■ **DOCUMENT TEXT**:
+ + +
Re: BUG: Race condition due to reflog expiry in "gc"

Ævar Arnfjörð Bjarmason <avarab@xxxxxxxxx> · Wed, 13 Mar 2019 11:28:39 +0100

On Wed, Mar 13 2019, Junio C Hamano wrote:

> Ævar Arnfjörð Bjarmason <avarab@xxxxxxxxx> writes:
>
>> I'm still working on fixing a race condition I encountered in "gc"
>> recently, but am not 100% sure of the fix. So I thought I'd send a
>> braindump of what I have so far in case it jolts any memories.
>>
>> The problem is that when we "gc" we run "reflog expire --all". This
>> iterates over the reflogs, and takes a *.lock for each reference.
>>
>> It'll fail intermittendly in two ways:
>>
>>  1. If something is concurrently committing to the repo it'll fail
>>     because we for a tiny amount of time hold a HEAD.lock file, so HEAD
>>     can't be updated.
+ + +
■ **RECORD SET**:
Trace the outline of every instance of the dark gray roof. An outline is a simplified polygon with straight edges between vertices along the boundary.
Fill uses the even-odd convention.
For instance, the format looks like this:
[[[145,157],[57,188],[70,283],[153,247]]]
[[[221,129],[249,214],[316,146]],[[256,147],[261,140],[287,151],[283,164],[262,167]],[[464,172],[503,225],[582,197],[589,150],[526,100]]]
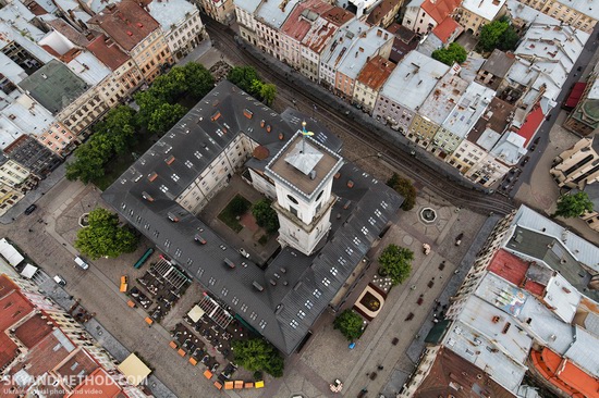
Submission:
[[[53,115],[89,89],[87,83],[57,60],[41,66],[19,86]]]
[[[505,247],[523,253],[529,259],[543,261],[551,269],[562,274],[578,291],[596,301],[599,300],[599,291],[588,289],[591,275],[570,253],[560,239],[516,226],[514,235],[512,235]],[[539,272],[535,272],[533,269],[533,266],[529,269],[529,272],[531,272],[530,278],[538,278],[537,282],[543,284],[547,281],[547,275],[541,276]],[[547,283],[545,284],[547,285]]]
[[[247,111],[252,119],[246,116]],[[260,127],[262,120],[265,126],[271,126],[270,133]],[[296,112],[279,115],[223,82],[102,194],[110,206],[213,297],[230,306],[286,355],[295,350],[325,311],[372,241],[394,217],[403,199],[355,165],[345,164],[333,182],[333,192],[341,199],[333,207],[332,227],[323,248],[310,257],[286,248],[266,270],[255,264],[225,266],[224,258],[237,264],[247,260],[174,199],[239,134],[272,148],[270,154],[274,156],[274,149],[280,149],[301,128],[301,120]],[[321,132],[318,126],[310,129]],[[279,139],[279,133],[283,133],[283,140]],[[330,142],[334,151],[341,148],[334,136],[322,134],[320,139]],[[196,157],[196,152],[201,157]],[[175,161],[168,164],[166,159],[171,156]],[[190,162],[192,165],[186,165]],[[267,162],[250,160],[248,164],[260,166]],[[147,178],[151,173],[158,175],[152,183]],[[173,174],[178,178],[172,178]],[[354,183],[352,188],[347,187],[349,179]],[[154,201],[143,199],[142,192],[150,195]],[[343,209],[347,201],[351,206]],[[178,215],[179,222],[169,221],[169,213]],[[204,229],[201,236],[206,245],[194,241],[199,229]],[[223,251],[221,245],[228,249]],[[280,278],[276,278],[274,273]],[[272,286],[270,279],[277,281],[277,285]],[[264,290],[254,288],[254,282]]]

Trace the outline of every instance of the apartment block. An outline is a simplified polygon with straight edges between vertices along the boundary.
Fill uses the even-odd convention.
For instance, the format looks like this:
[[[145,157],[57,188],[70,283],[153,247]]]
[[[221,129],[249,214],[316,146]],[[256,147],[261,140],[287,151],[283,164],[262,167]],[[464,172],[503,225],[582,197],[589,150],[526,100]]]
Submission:
[[[355,80],[352,102],[372,114],[379,91],[394,69],[395,64],[381,55],[368,60]]]
[[[405,9],[403,25],[416,33],[429,34],[435,26],[451,17],[460,3],[460,0],[413,0]]]
[[[595,4],[588,0],[522,0],[521,2],[588,34],[592,33],[599,20],[599,9],[594,9]]]
[[[485,113],[496,91],[473,82],[437,130],[428,150],[441,159],[453,153]]]
[[[232,5],[232,1],[229,3]],[[146,5],[146,9],[160,24],[175,62],[192,52],[206,35],[198,8],[186,0],[156,0]]]
[[[235,18],[235,3],[233,0],[197,0],[199,7],[212,20],[221,24],[228,24]],[[241,2],[252,2],[253,0],[242,0]],[[261,0],[259,0],[261,1]]]
[[[48,391],[61,397],[151,397],[127,382],[115,360],[66,311],[1,263],[3,397]]]
[[[371,26],[389,27],[400,13],[403,0],[382,0],[368,14],[366,22]]]
[[[131,55],[148,84],[173,63],[160,24],[133,0],[109,4],[87,23]]]
[[[371,27],[360,33],[337,67],[334,92],[341,98],[351,100],[356,78],[364,65],[376,55],[389,59],[393,39],[393,35],[380,27]]]
[[[278,60],[284,59],[281,27],[300,0],[262,1],[255,11],[258,48]]]
[[[295,70],[302,66],[305,53],[302,41],[311,30],[321,15],[333,7],[322,0],[308,0],[301,2],[293,9],[290,16],[281,26],[282,60]]]
[[[427,148],[467,87],[468,83],[461,78],[455,70],[449,70],[414,115],[406,137]]]
[[[599,127],[599,67],[589,75],[585,90],[576,108],[567,115],[563,126],[582,136],[592,134]]]
[[[424,396],[430,386],[477,385],[487,396],[522,396],[525,373],[558,396],[597,396],[598,254],[596,246],[524,206],[500,220],[444,320],[426,337],[400,397]],[[468,361],[476,376],[466,373],[449,385],[439,380],[435,364],[448,351]],[[492,383],[479,384],[486,377]]]
[[[599,139],[583,138],[553,160],[550,170],[560,187],[583,189],[599,181]]]
[[[382,86],[372,116],[405,135],[414,115],[449,70],[418,51],[409,52]]]
[[[466,32],[478,36],[480,28],[505,15],[505,0],[464,0],[457,9],[455,21]]]

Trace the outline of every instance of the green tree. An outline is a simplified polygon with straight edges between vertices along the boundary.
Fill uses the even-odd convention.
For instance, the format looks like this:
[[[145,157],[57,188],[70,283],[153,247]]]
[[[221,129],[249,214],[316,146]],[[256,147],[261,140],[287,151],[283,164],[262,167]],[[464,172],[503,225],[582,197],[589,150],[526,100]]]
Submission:
[[[448,48],[432,51],[431,57],[445,65],[453,65],[454,62],[462,63],[466,61],[468,53],[456,42],[452,42]]]
[[[272,101],[274,101],[274,97],[277,97],[277,86],[274,86],[272,83],[264,84],[260,89],[260,97],[262,101],[268,107],[270,107],[272,104]]]
[[[103,135],[110,141],[103,154],[125,153],[135,136],[135,111],[130,107],[119,105],[111,109],[105,119],[94,127],[94,136]],[[99,142],[98,142],[99,144]]]
[[[155,97],[149,90],[137,92],[134,98],[135,103],[139,107],[139,111],[136,115],[137,125],[143,128],[148,128],[154,111],[164,102]]]
[[[242,215],[249,209],[249,202],[241,195],[235,195],[229,207],[234,215]]]
[[[566,194],[558,199],[558,209],[551,216],[565,219],[578,217],[592,211],[592,202],[587,192]]]
[[[161,103],[150,115],[148,132],[166,133],[174,126],[185,113],[187,113],[187,110],[179,103]]]
[[[271,201],[268,199],[257,201],[252,208],[252,214],[259,226],[264,227],[269,234],[273,234],[279,231],[279,217],[270,204]]]
[[[102,158],[88,142],[78,147],[73,153],[72,161],[66,163],[66,179],[81,181],[88,184],[105,175],[105,158]]]
[[[390,276],[393,286],[403,283],[412,272],[414,252],[398,245],[389,245],[379,256],[379,273]]]
[[[402,178],[399,174],[393,173],[391,178],[387,181],[387,185],[393,188],[398,194],[403,196],[402,210],[409,211],[416,206],[416,188],[407,178]]]
[[[234,66],[231,71],[229,71],[227,79],[240,87],[242,90],[252,94],[252,85],[254,84],[254,80],[259,82],[260,77],[254,66]]]
[[[212,88],[215,88],[215,77],[203,64],[188,62],[183,66],[185,80],[187,82],[187,94],[194,99],[204,98]]]
[[[264,338],[233,340],[235,362],[250,372],[266,372],[273,377],[281,377],[285,363],[281,353]]]
[[[364,320],[353,310],[345,310],[333,321],[333,328],[339,329],[347,340],[358,339],[364,333]]]
[[[129,226],[119,226],[117,214],[96,208],[89,212],[88,222],[89,226],[77,232],[75,248],[91,260],[117,258],[137,248],[137,234]]]
[[[173,69],[166,75],[158,76],[148,90],[160,101],[174,103],[187,91],[187,74],[181,66]]]
[[[493,51],[498,48],[498,42],[501,35],[510,26],[506,21],[493,21],[490,24],[482,26],[478,36],[477,49],[486,52]]]

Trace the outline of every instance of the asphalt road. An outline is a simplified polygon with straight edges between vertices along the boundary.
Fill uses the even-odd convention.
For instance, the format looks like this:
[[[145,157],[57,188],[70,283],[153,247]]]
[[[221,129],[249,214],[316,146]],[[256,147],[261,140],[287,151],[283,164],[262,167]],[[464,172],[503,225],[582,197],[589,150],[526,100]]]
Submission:
[[[530,176],[533,175],[533,171],[537,166],[537,163],[540,160],[542,152],[548,146],[552,145],[552,142],[549,141],[549,132],[558,121],[558,114],[560,112],[563,112],[563,110],[561,109],[561,104],[566,98],[566,96],[570,95],[570,89],[572,85],[574,85],[574,83],[580,79],[583,72],[589,65],[589,62],[591,58],[595,55],[596,51],[598,51],[599,49],[598,37],[599,37],[599,25],[595,27],[595,30],[592,32],[588,41],[585,45],[585,49],[583,50],[580,57],[578,57],[578,60],[576,60],[576,63],[572,67],[572,71],[570,72],[570,75],[562,87],[562,91],[558,96],[555,107],[549,112],[549,117],[548,117],[549,120],[546,119],[546,121],[541,124],[541,127],[537,132],[536,137],[540,137],[540,140],[535,151],[531,151],[531,152],[529,151],[527,153],[527,156],[530,157],[530,160],[525,166],[522,166],[521,164],[518,164],[518,167],[522,169],[522,174],[519,175],[518,181],[514,184],[514,187],[509,194],[512,198],[515,197],[522,184],[530,183]],[[578,67],[580,67],[580,71],[578,71]],[[566,150],[567,148],[562,148],[562,149]]]
[[[349,103],[343,103],[339,98],[328,94],[282,63],[272,60],[269,55],[255,57],[256,52],[235,42],[234,33],[228,26],[208,17],[205,18],[205,23],[216,47],[227,53],[227,57],[236,64],[255,66],[262,77],[277,85],[278,98],[288,101],[289,107],[297,108],[307,115],[325,121],[327,127],[338,135],[351,134],[370,152],[380,152],[387,163],[413,178],[420,186],[427,186],[440,197],[459,207],[484,214],[489,212],[506,214],[516,208],[517,203],[503,195],[497,192],[488,195],[454,183],[448,177],[448,173],[456,175],[457,171],[450,165],[432,159],[435,158],[432,154],[421,151],[419,148],[414,148],[417,151],[416,157],[411,156],[413,146],[405,137],[396,133],[393,134],[395,136],[393,144],[383,140],[372,132],[371,126],[375,123],[370,116],[357,111]],[[340,111],[341,107],[345,107],[350,114]],[[377,125],[376,128],[382,128],[382,126]]]

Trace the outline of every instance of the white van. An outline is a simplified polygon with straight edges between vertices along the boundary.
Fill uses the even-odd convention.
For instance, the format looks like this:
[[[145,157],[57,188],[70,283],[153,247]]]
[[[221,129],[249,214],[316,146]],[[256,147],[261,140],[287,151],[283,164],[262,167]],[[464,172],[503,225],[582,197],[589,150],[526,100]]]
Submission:
[[[62,278],[62,276],[60,276],[60,275],[54,275],[53,279],[54,279],[54,282],[56,282],[57,284],[59,284],[60,286],[66,285],[66,281],[64,281],[64,279]]]
[[[85,262],[84,259],[81,257],[75,257],[75,263],[81,266],[83,270],[87,270],[89,268],[89,264]]]

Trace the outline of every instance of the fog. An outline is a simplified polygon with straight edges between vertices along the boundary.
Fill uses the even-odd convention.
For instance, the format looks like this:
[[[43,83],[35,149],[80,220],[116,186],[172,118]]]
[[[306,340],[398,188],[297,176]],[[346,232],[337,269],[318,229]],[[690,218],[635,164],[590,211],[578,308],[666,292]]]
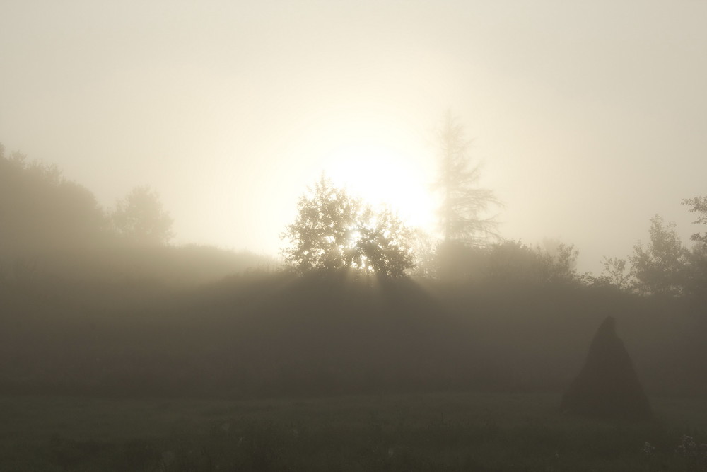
+ + +
■ **SHORT EXERCISE 1**:
In the post about the gc race condition, which command does "gc" run that iterates over the reflogs and takes a lock for each reference?
■ **SHORT EXERCISE 2**:
From the post about the gc race condition, output the passage starting at "On Wed, Mar" and ending at "for each reference.".

■ **FINISHED ANSWER 1**:
"reflog expire --all"

■ **FINISHED ANSWER 2**:
On Wed, Mar 13 2019, Junio C Hamano wrote:

> Ævar Arnfjörð Bjarmason <avarab@xxxxxxxxx> writes:
>
>> I'm still working on fixing a race condition I encountered in "gc"
>> recently, but am not 100% sure of the fix. So I thought I'd send a
>> braindump of what I have so far in case it jolts any memories.
>>
>> The problem is that when we "gc" we run "reflog expire --all". This
>> iterates over the reflogs, and takes a *.lock for each reference.